- **SHORT EXERCISE**
Your task is to write out exactly the lines from the line containing "Put a dot on the green lawn, one" through the end of the records, inclusive at both ends.

--- begin RECORDS ---

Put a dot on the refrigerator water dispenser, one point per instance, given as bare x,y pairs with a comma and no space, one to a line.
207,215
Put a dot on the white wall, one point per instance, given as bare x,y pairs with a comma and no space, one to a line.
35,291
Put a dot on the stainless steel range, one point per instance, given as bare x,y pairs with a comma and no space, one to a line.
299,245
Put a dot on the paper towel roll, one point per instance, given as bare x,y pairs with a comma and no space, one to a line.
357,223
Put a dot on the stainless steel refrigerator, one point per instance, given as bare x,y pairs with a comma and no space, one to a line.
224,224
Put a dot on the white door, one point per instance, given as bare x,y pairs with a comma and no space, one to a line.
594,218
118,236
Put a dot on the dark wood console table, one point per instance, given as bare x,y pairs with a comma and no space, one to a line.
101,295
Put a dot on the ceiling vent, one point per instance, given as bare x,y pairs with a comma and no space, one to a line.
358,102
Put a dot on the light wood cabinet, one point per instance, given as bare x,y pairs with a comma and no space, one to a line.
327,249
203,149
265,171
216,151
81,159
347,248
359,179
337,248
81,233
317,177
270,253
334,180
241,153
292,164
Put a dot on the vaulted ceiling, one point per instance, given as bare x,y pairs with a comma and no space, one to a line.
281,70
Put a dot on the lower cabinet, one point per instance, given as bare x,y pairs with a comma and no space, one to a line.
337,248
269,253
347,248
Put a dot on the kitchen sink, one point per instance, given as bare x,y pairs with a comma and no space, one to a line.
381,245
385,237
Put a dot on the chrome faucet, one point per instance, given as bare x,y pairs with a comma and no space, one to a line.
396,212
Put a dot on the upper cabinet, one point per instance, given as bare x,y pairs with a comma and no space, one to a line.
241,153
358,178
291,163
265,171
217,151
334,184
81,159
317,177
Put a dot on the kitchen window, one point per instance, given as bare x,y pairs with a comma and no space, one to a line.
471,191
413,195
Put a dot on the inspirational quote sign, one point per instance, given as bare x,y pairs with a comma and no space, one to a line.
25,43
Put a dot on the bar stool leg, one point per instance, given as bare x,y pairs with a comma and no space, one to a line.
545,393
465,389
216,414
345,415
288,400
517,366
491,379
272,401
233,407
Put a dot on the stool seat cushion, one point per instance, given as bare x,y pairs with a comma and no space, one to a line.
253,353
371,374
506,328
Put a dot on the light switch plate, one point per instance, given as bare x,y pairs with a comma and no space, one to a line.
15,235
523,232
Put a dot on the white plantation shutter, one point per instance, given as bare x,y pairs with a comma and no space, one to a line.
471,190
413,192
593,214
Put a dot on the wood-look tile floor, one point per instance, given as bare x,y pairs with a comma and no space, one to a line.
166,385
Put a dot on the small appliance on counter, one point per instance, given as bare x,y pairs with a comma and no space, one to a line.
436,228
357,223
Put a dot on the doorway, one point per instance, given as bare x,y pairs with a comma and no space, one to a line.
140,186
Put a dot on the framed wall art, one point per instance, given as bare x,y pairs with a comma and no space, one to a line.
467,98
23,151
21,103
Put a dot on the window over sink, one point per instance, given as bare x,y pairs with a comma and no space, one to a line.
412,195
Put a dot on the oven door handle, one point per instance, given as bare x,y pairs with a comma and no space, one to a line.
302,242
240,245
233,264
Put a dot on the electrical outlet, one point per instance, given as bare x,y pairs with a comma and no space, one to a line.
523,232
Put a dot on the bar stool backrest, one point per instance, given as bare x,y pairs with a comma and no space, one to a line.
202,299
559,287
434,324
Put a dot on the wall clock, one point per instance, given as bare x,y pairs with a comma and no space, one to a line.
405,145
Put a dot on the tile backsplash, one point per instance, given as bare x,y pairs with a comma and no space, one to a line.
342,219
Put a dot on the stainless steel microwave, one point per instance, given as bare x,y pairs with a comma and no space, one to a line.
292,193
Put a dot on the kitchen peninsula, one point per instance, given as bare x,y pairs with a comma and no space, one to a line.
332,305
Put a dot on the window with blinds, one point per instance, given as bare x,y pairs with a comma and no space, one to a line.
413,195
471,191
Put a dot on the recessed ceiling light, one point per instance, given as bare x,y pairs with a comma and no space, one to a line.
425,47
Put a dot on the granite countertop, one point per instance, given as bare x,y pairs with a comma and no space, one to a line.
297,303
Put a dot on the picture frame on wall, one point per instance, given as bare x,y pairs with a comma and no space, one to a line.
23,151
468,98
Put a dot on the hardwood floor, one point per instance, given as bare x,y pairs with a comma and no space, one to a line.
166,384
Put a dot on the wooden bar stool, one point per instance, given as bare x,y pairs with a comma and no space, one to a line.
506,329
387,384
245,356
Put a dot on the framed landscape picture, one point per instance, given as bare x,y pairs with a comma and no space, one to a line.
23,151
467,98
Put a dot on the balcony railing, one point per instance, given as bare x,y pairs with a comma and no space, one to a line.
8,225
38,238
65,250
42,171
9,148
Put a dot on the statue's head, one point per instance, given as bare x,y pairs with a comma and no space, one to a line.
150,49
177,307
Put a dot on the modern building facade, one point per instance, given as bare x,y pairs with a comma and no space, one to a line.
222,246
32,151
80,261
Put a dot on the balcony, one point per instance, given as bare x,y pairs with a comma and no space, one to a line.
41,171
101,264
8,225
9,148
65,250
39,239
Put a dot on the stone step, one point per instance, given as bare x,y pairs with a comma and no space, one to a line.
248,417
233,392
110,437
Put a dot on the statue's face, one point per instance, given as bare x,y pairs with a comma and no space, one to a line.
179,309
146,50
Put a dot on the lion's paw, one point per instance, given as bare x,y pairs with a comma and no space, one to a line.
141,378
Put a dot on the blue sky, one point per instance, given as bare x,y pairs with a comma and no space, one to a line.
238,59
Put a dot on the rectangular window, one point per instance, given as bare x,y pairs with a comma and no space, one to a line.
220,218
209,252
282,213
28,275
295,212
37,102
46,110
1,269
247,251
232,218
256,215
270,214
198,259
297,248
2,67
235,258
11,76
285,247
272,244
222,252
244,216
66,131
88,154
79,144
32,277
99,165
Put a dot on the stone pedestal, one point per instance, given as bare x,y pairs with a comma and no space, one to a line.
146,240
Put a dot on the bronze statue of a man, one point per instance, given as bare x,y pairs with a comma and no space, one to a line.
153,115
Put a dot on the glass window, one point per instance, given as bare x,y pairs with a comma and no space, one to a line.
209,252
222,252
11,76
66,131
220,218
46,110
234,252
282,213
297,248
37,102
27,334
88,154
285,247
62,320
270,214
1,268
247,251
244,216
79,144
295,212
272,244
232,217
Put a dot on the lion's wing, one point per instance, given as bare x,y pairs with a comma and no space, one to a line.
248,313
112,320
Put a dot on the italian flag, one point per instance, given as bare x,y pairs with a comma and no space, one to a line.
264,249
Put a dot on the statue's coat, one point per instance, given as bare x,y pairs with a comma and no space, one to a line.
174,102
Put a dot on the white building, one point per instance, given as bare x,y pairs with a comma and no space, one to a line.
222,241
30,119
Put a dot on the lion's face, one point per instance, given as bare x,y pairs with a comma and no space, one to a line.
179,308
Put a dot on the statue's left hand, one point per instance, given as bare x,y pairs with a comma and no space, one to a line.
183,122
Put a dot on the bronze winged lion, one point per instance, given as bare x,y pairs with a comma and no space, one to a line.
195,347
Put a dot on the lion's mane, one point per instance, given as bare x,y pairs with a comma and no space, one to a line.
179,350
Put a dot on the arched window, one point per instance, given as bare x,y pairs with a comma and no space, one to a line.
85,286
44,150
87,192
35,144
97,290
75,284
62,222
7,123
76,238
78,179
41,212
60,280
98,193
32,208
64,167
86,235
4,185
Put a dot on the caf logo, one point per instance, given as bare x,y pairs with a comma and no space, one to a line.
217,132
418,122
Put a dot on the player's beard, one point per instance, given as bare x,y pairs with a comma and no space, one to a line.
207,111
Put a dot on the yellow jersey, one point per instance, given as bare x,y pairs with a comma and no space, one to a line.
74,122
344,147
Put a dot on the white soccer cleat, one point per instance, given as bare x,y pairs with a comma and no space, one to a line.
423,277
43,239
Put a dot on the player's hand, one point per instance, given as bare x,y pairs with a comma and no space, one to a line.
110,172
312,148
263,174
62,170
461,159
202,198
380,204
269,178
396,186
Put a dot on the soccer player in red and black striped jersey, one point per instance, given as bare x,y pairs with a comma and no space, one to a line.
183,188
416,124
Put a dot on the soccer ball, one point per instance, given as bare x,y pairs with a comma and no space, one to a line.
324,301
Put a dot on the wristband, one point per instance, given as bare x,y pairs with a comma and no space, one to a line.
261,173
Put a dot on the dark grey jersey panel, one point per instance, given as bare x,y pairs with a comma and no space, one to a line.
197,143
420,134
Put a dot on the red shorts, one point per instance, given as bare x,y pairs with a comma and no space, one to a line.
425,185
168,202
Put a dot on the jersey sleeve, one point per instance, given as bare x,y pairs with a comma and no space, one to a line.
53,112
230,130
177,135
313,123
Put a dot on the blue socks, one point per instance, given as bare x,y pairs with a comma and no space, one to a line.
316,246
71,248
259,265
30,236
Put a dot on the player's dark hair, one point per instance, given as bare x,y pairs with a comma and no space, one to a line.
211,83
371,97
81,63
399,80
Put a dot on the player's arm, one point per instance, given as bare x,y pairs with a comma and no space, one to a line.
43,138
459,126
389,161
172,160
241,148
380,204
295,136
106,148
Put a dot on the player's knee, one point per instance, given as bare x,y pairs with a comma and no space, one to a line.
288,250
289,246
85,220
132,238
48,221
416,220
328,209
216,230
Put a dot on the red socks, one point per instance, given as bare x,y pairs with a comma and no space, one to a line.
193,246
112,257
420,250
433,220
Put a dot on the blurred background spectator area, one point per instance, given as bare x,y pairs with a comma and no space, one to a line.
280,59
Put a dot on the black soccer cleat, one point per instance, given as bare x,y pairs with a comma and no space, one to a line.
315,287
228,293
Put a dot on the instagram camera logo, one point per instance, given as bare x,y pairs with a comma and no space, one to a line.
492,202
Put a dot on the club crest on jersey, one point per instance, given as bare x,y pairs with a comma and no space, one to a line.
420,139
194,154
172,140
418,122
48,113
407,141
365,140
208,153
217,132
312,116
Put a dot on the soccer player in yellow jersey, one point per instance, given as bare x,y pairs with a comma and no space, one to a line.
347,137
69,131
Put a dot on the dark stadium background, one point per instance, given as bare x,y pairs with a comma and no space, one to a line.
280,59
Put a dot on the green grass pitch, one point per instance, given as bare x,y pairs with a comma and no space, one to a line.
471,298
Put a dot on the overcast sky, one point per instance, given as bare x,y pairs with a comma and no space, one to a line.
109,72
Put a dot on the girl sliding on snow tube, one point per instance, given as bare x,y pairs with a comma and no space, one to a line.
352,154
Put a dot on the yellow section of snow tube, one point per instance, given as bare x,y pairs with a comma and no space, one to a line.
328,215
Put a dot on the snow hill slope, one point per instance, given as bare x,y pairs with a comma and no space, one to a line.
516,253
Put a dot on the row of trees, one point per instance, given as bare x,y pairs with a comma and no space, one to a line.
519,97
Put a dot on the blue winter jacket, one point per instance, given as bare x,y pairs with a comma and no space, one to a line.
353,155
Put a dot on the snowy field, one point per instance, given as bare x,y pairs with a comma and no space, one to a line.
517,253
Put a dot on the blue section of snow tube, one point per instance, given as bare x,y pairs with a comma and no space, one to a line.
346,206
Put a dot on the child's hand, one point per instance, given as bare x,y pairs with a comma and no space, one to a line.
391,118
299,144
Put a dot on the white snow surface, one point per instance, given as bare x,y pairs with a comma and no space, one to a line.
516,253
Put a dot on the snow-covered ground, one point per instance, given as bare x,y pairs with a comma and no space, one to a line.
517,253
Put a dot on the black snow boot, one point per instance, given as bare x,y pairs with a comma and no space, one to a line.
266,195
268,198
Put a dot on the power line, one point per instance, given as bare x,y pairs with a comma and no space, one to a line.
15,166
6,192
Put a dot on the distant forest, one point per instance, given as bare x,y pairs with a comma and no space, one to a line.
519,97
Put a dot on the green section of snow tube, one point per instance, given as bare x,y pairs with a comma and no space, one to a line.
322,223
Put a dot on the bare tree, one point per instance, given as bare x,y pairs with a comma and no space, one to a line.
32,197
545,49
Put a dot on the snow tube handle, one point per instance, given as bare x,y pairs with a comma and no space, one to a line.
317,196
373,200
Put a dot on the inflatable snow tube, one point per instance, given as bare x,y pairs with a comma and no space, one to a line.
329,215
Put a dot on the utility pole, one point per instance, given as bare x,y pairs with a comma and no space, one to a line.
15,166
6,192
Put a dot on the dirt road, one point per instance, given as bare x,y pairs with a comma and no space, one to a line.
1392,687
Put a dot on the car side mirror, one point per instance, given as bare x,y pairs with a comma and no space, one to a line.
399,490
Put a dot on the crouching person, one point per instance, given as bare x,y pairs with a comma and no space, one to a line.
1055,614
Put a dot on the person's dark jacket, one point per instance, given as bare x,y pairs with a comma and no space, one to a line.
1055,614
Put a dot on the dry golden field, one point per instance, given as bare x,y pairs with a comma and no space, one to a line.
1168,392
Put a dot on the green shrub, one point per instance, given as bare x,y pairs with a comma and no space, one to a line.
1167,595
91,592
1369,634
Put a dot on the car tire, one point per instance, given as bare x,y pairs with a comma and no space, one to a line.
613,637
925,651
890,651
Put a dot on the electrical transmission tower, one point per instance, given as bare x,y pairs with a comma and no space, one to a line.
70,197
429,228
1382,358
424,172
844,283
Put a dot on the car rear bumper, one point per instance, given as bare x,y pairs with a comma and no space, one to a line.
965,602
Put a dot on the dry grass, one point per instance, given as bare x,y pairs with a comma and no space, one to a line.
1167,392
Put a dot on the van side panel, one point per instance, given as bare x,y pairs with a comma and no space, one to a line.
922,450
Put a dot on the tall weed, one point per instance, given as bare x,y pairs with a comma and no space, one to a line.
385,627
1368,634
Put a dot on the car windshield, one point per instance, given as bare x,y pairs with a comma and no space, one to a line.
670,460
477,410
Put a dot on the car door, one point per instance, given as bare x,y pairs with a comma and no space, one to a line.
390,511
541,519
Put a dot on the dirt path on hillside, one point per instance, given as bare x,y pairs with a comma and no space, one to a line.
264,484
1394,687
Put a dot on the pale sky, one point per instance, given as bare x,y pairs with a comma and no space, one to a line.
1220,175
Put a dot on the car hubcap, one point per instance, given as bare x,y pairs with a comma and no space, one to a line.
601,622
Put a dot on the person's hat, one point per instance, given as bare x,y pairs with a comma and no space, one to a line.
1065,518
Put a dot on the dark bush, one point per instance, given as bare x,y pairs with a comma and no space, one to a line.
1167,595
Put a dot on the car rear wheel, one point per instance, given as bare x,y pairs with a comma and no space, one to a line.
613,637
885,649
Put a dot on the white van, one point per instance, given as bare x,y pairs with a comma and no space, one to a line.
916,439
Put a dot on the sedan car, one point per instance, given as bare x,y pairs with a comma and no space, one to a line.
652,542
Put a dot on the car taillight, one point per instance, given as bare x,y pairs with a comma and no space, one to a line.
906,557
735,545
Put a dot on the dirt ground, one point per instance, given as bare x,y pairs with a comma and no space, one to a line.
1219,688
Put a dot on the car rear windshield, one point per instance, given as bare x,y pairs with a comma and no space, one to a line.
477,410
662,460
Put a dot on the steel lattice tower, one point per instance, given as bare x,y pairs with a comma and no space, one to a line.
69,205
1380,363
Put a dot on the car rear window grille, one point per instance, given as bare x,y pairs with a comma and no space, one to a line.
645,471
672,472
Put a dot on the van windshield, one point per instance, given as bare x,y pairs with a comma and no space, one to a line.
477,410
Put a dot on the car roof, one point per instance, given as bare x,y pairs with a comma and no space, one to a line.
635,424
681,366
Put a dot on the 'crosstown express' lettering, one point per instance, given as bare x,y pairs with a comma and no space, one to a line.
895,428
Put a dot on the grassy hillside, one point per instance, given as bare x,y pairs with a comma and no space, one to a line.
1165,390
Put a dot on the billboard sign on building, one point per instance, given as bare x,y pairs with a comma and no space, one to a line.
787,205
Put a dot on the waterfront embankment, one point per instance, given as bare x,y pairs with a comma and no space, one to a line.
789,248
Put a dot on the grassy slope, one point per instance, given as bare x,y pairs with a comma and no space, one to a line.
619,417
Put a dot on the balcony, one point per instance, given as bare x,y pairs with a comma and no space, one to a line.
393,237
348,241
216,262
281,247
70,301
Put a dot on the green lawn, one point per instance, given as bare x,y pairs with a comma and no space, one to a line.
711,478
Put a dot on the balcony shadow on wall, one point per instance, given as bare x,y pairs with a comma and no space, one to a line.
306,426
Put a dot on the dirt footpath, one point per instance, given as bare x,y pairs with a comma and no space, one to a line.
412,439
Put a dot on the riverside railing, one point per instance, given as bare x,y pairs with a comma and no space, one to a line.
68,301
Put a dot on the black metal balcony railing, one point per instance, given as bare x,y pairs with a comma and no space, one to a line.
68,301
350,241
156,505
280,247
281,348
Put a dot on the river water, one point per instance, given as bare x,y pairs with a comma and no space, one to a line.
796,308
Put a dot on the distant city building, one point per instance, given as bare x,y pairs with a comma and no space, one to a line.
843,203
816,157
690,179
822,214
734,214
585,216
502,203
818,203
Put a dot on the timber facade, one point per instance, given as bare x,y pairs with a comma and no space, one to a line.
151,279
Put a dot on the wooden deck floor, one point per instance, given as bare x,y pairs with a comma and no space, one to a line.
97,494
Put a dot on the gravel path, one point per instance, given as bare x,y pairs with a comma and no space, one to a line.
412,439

--- end RECORDS ---

- **COMPLETED TASK**
Put a dot on the green lawn, one point per instance, given as bare x,y pairs with a comma and no space, one to a line.
711,478
Put a dot on the balcony shadow on wall, one point per instance, given as bare x,y pairs with a comma and no space, one to a line.
306,426
Put a dot on the dirt footpath, one point per instance, given as bare x,y pairs with a comma and no space, one to a line.
412,439
Put a dot on the riverside railing, one point per instance, given as bare x,y pairs with a comma and no space, one to a line.
68,301
Put a dot on the black metal balcony railing, one point per instance, given as bare x,y pairs with a comma and no space, one to a line.
68,301
350,241
156,505
280,247
281,348
Put a dot on the river water, one point per instance, given as bare x,y pairs with a comma and no space, one to a line.
796,308
Put a dot on the distant city building, one point per instance, given as bare x,y pairs with a comma and no space, one to a line.
843,203
816,157
690,179
822,214
734,214
585,216
502,203
818,203
Put a dot on the timber facade, one point per instance, given as bare x,y pairs with a comma and no space, one to a line.
151,279
Put a dot on the wooden deck floor, one point per instance, given as bare x,y pairs with a comma and no space, one to a line.
97,494
Put a dot on the gravel path, one point per instance, given as bare x,y pairs with a comma and no space, one to a line.
412,439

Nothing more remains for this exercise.